▸ **Your objective**: An exact copy of the data is required; the images should not appear in it.

▸ **Data for this task**:
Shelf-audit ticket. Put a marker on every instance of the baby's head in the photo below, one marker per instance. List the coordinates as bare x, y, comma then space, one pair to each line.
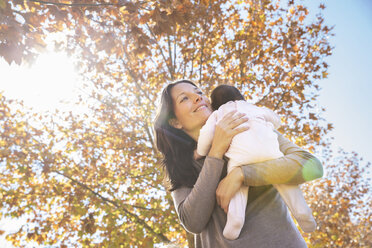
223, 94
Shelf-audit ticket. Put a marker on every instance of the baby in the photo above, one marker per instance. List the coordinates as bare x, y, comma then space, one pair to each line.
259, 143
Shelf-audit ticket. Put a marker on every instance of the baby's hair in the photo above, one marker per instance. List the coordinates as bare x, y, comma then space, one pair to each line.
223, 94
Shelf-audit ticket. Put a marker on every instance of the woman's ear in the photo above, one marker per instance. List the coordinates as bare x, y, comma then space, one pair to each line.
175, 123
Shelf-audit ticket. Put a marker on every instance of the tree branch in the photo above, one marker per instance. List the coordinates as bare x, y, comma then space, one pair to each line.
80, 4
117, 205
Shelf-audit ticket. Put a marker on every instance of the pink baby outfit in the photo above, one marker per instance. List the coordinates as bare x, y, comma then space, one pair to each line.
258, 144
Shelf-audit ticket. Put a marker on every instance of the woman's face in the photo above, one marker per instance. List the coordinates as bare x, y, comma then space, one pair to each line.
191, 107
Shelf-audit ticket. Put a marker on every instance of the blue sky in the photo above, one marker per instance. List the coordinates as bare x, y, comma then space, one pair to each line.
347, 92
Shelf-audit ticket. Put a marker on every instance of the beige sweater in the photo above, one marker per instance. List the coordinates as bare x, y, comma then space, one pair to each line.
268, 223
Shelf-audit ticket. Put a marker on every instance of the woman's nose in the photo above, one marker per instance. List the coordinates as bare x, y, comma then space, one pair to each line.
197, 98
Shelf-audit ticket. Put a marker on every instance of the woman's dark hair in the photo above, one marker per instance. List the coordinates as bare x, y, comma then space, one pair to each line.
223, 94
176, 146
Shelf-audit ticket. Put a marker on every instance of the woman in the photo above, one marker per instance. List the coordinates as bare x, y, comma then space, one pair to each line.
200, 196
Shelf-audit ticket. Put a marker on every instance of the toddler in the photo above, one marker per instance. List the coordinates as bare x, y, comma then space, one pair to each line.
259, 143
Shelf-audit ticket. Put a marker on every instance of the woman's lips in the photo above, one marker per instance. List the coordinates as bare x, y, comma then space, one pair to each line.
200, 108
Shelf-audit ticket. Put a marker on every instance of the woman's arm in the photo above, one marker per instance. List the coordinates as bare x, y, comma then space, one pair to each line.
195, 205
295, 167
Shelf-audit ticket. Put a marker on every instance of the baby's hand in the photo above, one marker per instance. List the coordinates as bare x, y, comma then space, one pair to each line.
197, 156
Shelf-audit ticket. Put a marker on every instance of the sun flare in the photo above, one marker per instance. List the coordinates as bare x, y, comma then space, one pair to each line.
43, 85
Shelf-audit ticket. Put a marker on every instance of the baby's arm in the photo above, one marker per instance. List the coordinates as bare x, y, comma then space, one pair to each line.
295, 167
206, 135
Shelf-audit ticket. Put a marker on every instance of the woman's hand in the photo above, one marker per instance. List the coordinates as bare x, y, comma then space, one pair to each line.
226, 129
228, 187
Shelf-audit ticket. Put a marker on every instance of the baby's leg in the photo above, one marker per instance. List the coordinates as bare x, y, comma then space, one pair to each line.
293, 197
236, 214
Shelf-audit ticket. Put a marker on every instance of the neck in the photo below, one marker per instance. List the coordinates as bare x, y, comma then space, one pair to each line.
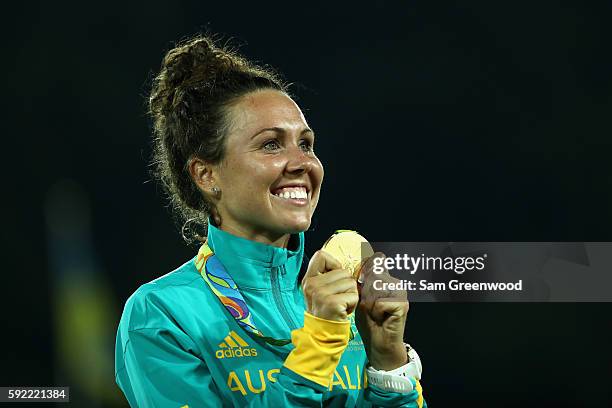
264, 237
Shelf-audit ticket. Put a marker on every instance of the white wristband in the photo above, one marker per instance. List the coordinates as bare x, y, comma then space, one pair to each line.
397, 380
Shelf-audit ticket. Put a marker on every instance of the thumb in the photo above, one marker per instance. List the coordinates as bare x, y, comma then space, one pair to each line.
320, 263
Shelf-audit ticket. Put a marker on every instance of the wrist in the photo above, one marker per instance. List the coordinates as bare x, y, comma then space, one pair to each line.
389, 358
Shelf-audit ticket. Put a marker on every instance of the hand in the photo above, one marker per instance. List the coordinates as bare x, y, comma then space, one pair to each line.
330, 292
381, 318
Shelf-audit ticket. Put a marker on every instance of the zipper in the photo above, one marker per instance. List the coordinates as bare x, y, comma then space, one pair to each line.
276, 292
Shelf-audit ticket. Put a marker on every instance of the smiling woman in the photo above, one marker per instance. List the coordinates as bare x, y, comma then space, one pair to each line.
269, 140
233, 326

▸ **Your solution**:
Shelf-audit ticket. Put a marker on every instance of the baby's head in the photo below, one marker per instance. List the coordinates as bare x, y, comma then space, one pair to each line.
223, 94
Shelf-audit ticket. Put a marker on every instance of the baby in the photo above, one marker per instance. List the coordinates as bare x, y, comma then space, one pair to each line.
259, 143
Shelf-audit ticket. Put a marker on every instance of the baby's hair in the photo above, one marker per instance. List the coordinates as bare x, y, comma then space, one pair to each line.
223, 94
Shelf-audit ticket. Put a marker on every instance of the woman's ear in the photo above, one marker per instance. List the coordinates as bare x, y, comma then space, one pair to each line.
175, 123
Shelf-audit ticket. Put a marker on every instance of the tree branch in the photo above, one marker per instance. List the coordinates as bare x, y, comma then space, one pair to each line.
80, 4
117, 205
Shelf-audit ticket. Put a marker on every instance of the pink baby outfit in the photo above, one marker per instance. List the coordinates as bare x, y, comma then space, one pair to each line.
258, 144
Shelf-audit ticket. Put a marker on every instance of the woman's face in the photo above, one marker per instance. List the coordinates as bare x, y, comma then space, one pair to each line.
191, 107
Shelf-audit ticket. Put a marker on every instance of the blue sky in the photo above, one marker per instance. List the coordinates as bare x, y, comma then space, one pair to each line.
347, 92
Shelf-audit ticket. Put a marker on every instance of the beige sweater in the photo above, one marker per instance. List the coordinates as bare x, y, comma then space, one pair to each line.
268, 223
Shelf-audit ticket. Put a marker on every instance of the woman's nose in the photo above, one marker per instance. List the coordinates as bare x, y, comma then space, one pair to each line.
197, 98
Shelf-audit ticket. Put a marker on every instance of the woman's dark hair in the photo above, one marker per instance. List the coordinates as bare x, y, comma then space, one pair to each line.
223, 94
176, 146
Shelf-audit ticket. Put a marker on every instance of the woman in the photo above, one marker per instance. List the coordinates as bare x, y, comma then space, one pair to each line.
200, 196
Shelf-audit ticket. Put a marker on every instance of the toddler in the photo above, one marker per instance. List the coordinates as bare x, y, comma then space, one pair to each line.
259, 143
Shelf-audit ticket. Put a marker on every instance of the woman's lips in the photo above, one marker per instance. List the coordinates as bare x, y, comma then space, one pair to each line.
200, 108
Shelf-audit ticket. Put a marker on every instance of the woman's arm in the photo above, one marker per instance. List the coordinates as bare x, y, comma then space, one pair to each line.
195, 205
295, 167
Shelf-audit ticket. Put a marker on every instance of the baby's hand in the photo above, one marker per instance. List the coordinates as bare x, y, comma then space, one pair to each line.
197, 156
Shelf-audit ticket. Put a marker on every instance of the sun flare in the photo above, one marker per instance. List the coordinates as bare x, y, comma then space, one pair to each line.
43, 85
Shelf-audit ticket. Put a marker on every instance of the baby's arm in the photo above, one marker per instance. List the coordinates as bare x, y, comma then space, one pair to each line.
295, 167
206, 135
Shelf-audit ticket. Put a marker on every instance of the woman's hand in the photo above, one marker per instance. List the coordinates as bare x, y, comma then space, one pair to each line.
226, 129
228, 187
Shelf-audit ticket. Put a marker on every instance of the baby's leg in the photo above, one marker per instance. List the coordinates as bare x, y, comma then space, one pair to each line.
293, 197
236, 214
Shelf-audit ticket. Put a marker on every instance of the neck in the photo below, one marker per instance. List the coordinates as bare x, y, comma then space, one pair to each line.
264, 237
Shelf-audit ticket. Put a marker on every instance of the white wristband in the photo above, one marker per instance. List the coordinates as bare x, y, comma then space, one pair to each line.
397, 380
Shelf-audit ticket. Put a marker on every instance of the thumb in the photo above, one marker per instance. List the coordinates as bare x, y, comma then space, one pair to each line.
320, 263
Shelf-audit ticket. Put a marker on every instance of the wrist in the photo above, one marker per instance. List the coordinates as bare x, y, comma then space, one pair to each line.
389, 358
Shelf-audit ticket. Put a marker on every instance of the hand in the photo above, one marker per instance. List the coordinates as bare x, y, comma then space, one pair to each line.
330, 292
381, 318
Shelf-audit ticket. Put a marker on every instance of the zipper in the photo above, one marker per instance. List the coordinates as bare x, y, comma then space, one pair to each line.
276, 292
Shelf-audit ticket. Put a marker on every instance of the smiling woman in the photo above, one marker per instance. List the coordinates as bare x, y, comma then space, one pair to each line.
269, 140
233, 326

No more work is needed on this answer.